* _Teks Bacaan_:
= = = = =

Di sebuah bincang kopi seorang kawan menunjukkan proposal investasi kemudian menanyakan apakah model investasi seperti itu bagus atau tidak?
Saya bukan pengamat investasi atau seorang konsultan keuangan. Hal yang pertama terlintas saat mendengar ajakan investasi adalah kata: do with your own risk. Soal bagus atau tidak dan menguntungkan itu relatif.
Merasa tidak puas, pertanyaan berlanjut: ada rekomendasi model investasi apa yang dipilih?
Saya kurang menyukai jawaban hitam-putih, saya menyukai retorika. Investasi merupakan transaksi berdasar pada kepercayaan. Percaya bahwa usaha orang lain lebih menjanjikan dan mungkin kelak memberi keuntungan. Logika perhitungan dan sistemnya jelas meyakinkan. Namun logika psikologisnya menyisakan pertanyaan. Kenapa yakin dengan usaha orang lain. Bila mempunyai kemampuan atau keahlian, kenapa tidak yakin dengan diri sendiri?
Bisa berikan contohnya?
Spontan saya menunjuk sang Toean pemilik rumah seduh kopi. Ia menginvestasikan waktu, tenaga, biaya, perhatian dan cinta pada kopi yang menjadi kesukaannya. Sekarang ia memiliki rumah seduh kopi yang memberikannya banyak teman, sahabat, relasi, pengalaman, respek, penghasilan sampingan dan mungkin saja sebuah rumah yang selama ini diimpikan. Tidak ada syarat besaran biaya yang mesti disetorkan di awal investasi, tidak ada beban pikiran kelak akan untung atau malah merugi.
Satu contoh lagi. Seorang teman menjual motor kesayangan kemudian membeli sebuah kamera profesional dan beberapa asesoris tambahan. Penampilannya kini bak fotografer kawakan. Bermodal hasil foto pas-pasan, ia berani menggaet beberapa wanita cantik yang dikenalnya lewat media sosial sebagai model. Padahal sebelumnya, bergaul dengan wanita saja susah, apalagi yang cantik. Ironisnya, ia jadian dengan salah seorang model gegara keseringan nebeng boncengan saat ke lokasi pemotretan. Berkat investasinya, sekarang ia punya studio foto sendiri, pacar cantik sepaket dengan sepeda motor tanpa harus keluar uang untuk membelinya.
Saat ditanya apakah mereka menghitung resiko untung rugi saat memulai berinvestasi pada usaha sendiri? Jawabannya kompak, tidak. Dan lucunya logika investasi yang mereka lakukan terkesan aneh namun entah bagaimana bisa menguntungkan.
Pertanyaan terakhir: perlu waktu berapa lama menjalankan model investasi pada usaha sendiri sampai bisa menghasilkan sesuatu?

= = = = =

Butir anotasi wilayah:
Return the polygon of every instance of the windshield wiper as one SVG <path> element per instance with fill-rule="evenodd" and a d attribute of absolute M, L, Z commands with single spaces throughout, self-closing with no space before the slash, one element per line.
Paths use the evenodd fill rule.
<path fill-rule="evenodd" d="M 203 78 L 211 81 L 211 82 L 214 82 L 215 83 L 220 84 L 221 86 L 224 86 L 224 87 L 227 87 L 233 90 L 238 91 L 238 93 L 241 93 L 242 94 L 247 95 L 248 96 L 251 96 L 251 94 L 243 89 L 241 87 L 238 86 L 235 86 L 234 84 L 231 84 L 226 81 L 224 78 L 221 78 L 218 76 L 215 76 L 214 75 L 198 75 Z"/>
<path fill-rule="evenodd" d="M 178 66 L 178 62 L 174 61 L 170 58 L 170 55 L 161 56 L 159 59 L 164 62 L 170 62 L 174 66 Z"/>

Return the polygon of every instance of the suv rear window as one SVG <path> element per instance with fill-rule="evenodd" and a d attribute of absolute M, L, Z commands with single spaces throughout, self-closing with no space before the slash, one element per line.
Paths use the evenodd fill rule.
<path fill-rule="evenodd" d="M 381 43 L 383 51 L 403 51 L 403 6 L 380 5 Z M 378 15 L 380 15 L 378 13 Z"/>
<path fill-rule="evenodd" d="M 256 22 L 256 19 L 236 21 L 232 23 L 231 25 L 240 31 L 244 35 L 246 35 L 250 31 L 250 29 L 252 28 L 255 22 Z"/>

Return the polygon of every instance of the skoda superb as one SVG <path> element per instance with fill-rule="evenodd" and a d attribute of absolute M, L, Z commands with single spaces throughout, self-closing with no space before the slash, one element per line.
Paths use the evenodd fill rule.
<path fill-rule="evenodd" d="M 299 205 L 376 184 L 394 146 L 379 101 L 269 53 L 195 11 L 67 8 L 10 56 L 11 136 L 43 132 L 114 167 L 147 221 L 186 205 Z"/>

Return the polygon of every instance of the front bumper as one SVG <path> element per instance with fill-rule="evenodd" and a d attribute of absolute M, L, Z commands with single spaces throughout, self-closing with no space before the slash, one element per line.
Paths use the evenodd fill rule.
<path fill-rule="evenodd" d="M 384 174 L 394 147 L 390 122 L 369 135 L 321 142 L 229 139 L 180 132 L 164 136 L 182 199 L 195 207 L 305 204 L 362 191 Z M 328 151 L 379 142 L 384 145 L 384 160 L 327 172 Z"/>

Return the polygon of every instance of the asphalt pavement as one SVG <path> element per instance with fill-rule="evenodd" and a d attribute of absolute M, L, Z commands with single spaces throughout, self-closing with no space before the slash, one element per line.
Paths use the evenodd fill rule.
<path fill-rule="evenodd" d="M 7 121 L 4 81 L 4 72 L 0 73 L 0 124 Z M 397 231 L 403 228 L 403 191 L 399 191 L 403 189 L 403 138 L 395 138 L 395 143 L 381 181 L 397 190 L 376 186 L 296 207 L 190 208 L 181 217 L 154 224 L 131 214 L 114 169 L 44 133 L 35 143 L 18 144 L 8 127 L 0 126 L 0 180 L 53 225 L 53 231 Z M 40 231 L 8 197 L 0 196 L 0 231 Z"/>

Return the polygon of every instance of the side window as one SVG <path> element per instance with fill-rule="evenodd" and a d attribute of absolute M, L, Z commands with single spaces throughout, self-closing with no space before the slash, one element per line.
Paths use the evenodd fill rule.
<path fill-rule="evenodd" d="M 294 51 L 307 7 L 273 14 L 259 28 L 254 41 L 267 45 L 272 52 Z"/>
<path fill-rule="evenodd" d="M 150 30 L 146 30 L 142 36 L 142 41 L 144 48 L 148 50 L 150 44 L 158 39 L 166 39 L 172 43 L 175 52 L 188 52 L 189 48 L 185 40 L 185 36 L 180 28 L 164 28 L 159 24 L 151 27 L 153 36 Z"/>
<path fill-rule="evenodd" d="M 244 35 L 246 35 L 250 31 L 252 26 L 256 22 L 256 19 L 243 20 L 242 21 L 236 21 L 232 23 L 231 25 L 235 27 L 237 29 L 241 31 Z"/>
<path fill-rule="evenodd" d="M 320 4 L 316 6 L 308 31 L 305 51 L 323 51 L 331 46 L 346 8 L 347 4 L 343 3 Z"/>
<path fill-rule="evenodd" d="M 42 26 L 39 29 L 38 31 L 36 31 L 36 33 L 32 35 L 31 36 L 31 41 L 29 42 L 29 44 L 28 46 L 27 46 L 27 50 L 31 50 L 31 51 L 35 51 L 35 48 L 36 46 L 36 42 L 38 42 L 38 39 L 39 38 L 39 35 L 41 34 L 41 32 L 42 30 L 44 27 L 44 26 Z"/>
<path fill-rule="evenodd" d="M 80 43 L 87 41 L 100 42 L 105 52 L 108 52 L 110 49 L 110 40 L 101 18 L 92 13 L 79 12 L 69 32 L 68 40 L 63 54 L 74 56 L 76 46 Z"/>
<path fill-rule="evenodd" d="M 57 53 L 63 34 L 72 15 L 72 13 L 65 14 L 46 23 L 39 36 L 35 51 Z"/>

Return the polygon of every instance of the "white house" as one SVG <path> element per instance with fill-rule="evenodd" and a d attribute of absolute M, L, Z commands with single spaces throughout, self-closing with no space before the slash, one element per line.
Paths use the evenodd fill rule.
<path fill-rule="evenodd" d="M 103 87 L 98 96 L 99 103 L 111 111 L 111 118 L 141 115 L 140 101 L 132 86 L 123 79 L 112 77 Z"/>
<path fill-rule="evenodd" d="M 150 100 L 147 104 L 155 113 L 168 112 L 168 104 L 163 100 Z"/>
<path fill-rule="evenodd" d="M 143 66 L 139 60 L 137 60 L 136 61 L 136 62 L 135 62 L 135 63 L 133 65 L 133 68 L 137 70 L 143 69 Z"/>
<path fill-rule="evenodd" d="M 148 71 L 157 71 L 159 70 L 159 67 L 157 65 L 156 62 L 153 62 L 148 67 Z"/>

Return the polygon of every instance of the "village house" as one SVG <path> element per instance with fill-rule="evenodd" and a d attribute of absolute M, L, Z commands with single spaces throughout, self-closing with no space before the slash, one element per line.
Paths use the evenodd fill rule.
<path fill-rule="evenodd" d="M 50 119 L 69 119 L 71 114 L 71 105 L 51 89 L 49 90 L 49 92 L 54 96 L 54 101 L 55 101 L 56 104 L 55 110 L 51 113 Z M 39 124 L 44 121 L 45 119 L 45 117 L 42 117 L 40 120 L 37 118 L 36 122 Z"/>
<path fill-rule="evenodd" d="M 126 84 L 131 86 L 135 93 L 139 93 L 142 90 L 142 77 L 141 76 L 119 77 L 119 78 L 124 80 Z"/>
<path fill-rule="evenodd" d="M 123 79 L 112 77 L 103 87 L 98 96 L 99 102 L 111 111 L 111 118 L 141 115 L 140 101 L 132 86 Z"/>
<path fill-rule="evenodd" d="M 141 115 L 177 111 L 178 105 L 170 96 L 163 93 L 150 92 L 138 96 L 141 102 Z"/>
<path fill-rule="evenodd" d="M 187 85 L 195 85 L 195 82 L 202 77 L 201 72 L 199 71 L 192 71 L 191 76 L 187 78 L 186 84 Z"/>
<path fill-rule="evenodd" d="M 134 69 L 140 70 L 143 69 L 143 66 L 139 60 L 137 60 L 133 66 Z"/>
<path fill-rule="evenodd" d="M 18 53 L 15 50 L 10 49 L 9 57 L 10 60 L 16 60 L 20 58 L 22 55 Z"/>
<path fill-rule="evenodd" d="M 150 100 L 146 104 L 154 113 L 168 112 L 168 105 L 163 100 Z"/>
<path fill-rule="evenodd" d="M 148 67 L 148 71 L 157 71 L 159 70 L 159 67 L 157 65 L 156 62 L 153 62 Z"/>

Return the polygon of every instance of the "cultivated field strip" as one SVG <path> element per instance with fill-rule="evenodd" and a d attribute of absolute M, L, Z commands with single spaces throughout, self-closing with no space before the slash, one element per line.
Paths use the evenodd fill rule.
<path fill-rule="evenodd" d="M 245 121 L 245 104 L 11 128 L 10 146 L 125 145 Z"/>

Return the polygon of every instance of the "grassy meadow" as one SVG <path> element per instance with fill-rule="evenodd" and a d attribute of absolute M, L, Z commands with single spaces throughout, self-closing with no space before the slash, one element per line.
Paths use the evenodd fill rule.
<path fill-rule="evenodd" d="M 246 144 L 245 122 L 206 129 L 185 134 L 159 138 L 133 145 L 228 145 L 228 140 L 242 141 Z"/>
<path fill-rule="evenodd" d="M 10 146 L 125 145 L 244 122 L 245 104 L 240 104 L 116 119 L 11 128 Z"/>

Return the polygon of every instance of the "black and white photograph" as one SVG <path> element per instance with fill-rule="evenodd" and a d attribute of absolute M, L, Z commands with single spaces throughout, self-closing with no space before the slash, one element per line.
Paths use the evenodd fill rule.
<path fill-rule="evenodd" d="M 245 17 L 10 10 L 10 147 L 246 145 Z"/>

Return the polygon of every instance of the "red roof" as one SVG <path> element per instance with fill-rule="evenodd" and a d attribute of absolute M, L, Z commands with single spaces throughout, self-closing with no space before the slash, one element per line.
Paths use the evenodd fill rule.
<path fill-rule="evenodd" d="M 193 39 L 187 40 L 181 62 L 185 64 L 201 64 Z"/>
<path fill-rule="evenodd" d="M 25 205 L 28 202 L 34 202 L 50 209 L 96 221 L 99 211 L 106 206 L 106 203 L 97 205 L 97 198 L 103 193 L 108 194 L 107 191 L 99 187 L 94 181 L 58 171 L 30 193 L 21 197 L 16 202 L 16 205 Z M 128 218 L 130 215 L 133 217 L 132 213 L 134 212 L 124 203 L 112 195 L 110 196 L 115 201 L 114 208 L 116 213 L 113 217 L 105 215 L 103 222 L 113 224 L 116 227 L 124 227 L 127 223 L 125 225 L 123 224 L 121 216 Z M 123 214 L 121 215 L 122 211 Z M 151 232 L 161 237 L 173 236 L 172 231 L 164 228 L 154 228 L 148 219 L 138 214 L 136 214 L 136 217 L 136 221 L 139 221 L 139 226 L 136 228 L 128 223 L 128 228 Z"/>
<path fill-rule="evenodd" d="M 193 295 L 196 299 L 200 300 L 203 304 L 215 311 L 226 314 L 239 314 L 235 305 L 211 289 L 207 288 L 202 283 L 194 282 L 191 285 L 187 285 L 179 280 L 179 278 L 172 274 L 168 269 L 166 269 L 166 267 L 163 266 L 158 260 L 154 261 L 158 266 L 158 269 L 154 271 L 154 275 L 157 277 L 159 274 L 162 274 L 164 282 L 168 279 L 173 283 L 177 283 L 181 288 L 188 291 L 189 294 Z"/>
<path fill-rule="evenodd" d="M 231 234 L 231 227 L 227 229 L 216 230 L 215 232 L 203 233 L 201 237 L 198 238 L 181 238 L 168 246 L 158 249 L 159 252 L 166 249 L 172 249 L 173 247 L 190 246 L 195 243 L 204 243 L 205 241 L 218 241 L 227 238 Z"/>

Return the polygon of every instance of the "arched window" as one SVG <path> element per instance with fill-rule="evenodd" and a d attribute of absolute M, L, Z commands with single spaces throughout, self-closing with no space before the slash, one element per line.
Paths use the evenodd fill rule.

= = = = =

* _Sasaran Tugas_:
A. Dalam teks tentang investasi pada usaha sendiri, apa yang dijual seorang teman sebelum membeli kamera profesional?
B. Salin dengan tepat bagian teks tentang investasi pada usaha sendiri, dari "Merasa tidak puas, pertanyaan" sampai "Bisa berikan contohnya?".

* _Penyelesaian Lengkap_:
A. Motor kesayangannya.

B.
Merasa tidak puas, pertanyaan berlanjut: ada rekomendasi model investasi apa yang dipilih?
Saya kurang menyukai jawaban hitam-putih, saya menyukai retorika. Investasi merupakan transaksi berdasar pada kepercayaan. Percaya bahwa usaha orang lain lebih menjanjikan dan mungkin kelak memberi keuntungan. Logika perhitungan dan sistemnya jelas meyakinkan. Namun logika psikologisnya menyisakan pertanyaan. Kenapa yakin dengan usaha orang lain. Bila mempunyai kemampuan atau keahlian, kenapa tidak yakin dengan diri sendiri?
Bisa berikan contohnya?